[Begin]

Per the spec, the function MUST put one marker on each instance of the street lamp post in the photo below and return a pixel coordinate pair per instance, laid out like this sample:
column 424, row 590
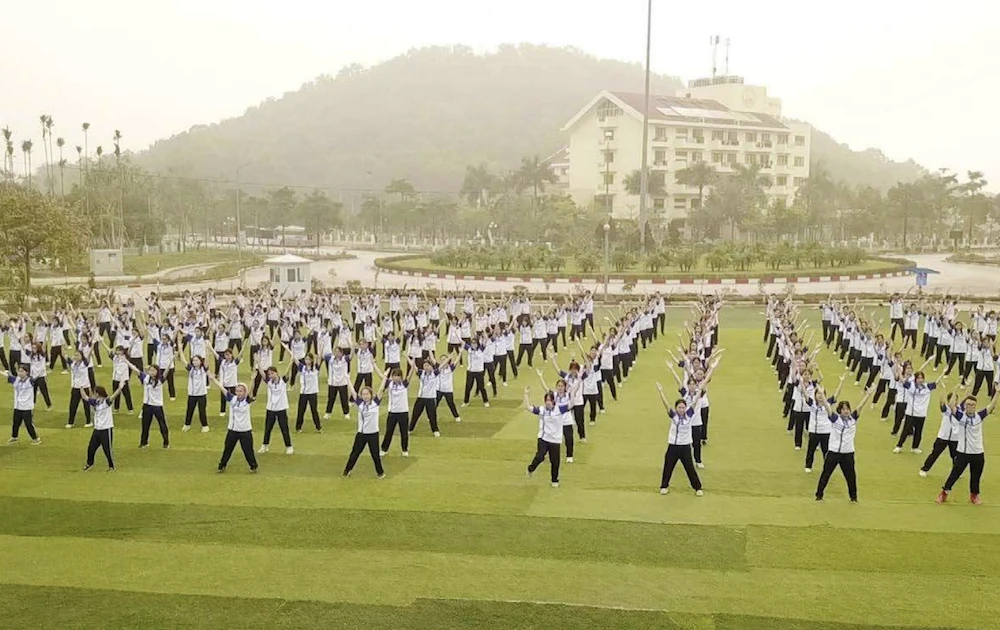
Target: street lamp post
column 239, row 245
column 607, row 231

[End]

__Written task__:
Swap every "street lamp post" in the items above for "streetlight" and leave everything else unchanged. Omit the pictures from your answer.

__Response to the task__:
Per the spec, the function MUST put one marker on each instance of the streetlight in the photo below and return a pixel coordinate pair per instance, laid out like this sample:
column 424, row 590
Target: streetlight
column 239, row 245
column 607, row 231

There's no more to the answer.